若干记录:
==*==

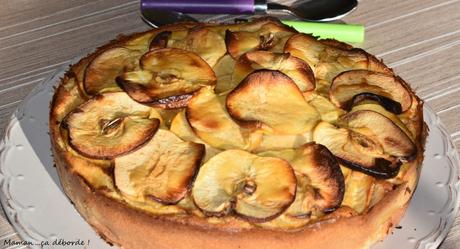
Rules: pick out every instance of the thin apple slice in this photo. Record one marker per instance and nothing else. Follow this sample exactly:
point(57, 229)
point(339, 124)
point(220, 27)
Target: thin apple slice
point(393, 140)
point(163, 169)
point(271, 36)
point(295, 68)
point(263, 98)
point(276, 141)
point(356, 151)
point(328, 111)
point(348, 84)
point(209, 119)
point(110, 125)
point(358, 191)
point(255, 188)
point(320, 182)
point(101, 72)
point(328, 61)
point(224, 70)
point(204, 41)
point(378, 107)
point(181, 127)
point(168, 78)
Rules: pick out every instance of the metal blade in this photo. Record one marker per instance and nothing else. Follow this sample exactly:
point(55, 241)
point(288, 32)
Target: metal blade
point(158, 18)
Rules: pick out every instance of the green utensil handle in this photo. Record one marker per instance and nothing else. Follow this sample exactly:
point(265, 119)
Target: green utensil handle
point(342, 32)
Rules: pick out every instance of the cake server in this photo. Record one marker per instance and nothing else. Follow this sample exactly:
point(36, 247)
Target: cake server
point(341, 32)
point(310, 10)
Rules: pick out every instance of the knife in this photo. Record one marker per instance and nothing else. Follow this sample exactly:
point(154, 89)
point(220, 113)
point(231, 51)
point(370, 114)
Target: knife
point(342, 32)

==*==

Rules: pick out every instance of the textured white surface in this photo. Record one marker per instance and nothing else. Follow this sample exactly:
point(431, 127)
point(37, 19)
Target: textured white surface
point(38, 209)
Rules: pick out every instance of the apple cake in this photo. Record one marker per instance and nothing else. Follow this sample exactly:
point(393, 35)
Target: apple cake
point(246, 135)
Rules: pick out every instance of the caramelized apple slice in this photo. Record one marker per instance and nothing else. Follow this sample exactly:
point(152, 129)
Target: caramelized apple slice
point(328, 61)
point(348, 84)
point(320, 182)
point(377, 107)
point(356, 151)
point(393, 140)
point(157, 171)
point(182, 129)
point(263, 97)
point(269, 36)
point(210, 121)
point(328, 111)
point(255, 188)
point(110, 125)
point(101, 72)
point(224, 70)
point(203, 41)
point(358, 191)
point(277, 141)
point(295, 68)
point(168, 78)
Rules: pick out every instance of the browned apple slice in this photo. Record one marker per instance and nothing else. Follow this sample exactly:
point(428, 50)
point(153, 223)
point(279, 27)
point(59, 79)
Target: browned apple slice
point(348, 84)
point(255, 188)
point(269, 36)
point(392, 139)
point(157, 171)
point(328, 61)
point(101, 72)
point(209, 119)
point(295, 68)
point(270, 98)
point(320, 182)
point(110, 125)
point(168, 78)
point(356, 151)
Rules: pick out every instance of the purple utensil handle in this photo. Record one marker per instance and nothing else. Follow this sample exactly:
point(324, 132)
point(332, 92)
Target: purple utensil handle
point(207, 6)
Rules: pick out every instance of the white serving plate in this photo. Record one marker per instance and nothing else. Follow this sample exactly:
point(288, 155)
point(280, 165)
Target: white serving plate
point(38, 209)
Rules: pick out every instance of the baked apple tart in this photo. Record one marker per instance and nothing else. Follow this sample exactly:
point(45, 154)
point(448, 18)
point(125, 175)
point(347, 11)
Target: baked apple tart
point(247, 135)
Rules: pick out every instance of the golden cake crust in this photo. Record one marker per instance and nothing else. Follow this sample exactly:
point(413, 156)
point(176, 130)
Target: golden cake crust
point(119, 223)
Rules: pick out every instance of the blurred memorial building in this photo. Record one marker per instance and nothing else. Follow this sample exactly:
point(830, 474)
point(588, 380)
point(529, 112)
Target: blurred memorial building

==*==

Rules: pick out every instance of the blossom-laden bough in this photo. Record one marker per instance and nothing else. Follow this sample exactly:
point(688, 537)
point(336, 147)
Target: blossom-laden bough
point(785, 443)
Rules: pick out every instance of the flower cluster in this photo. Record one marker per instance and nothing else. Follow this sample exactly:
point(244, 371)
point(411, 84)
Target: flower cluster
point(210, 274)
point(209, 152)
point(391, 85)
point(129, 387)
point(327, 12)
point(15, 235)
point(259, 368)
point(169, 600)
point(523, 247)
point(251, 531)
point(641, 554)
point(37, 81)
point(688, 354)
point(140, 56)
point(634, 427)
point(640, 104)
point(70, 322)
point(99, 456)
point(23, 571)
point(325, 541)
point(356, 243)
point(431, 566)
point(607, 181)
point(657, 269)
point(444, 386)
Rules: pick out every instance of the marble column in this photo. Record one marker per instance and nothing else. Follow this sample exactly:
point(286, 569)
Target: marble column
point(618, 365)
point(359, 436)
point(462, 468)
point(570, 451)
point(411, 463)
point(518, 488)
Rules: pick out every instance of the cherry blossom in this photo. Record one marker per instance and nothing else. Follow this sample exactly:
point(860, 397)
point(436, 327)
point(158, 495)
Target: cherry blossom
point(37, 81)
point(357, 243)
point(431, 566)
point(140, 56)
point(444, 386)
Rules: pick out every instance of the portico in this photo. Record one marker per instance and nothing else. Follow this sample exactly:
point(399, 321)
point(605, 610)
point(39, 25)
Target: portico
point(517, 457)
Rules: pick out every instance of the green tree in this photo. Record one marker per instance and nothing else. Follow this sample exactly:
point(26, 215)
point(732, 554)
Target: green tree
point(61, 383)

==*==

**简短任务**
请从上面的记录中摘出所有含有字符串“building”的行。

**书面解答**
Rules: pick out every instance of the blurred memorial building in this photo. Record one marker per instance and nothing else. Follow this sample exactly:
Target: blurred memorial building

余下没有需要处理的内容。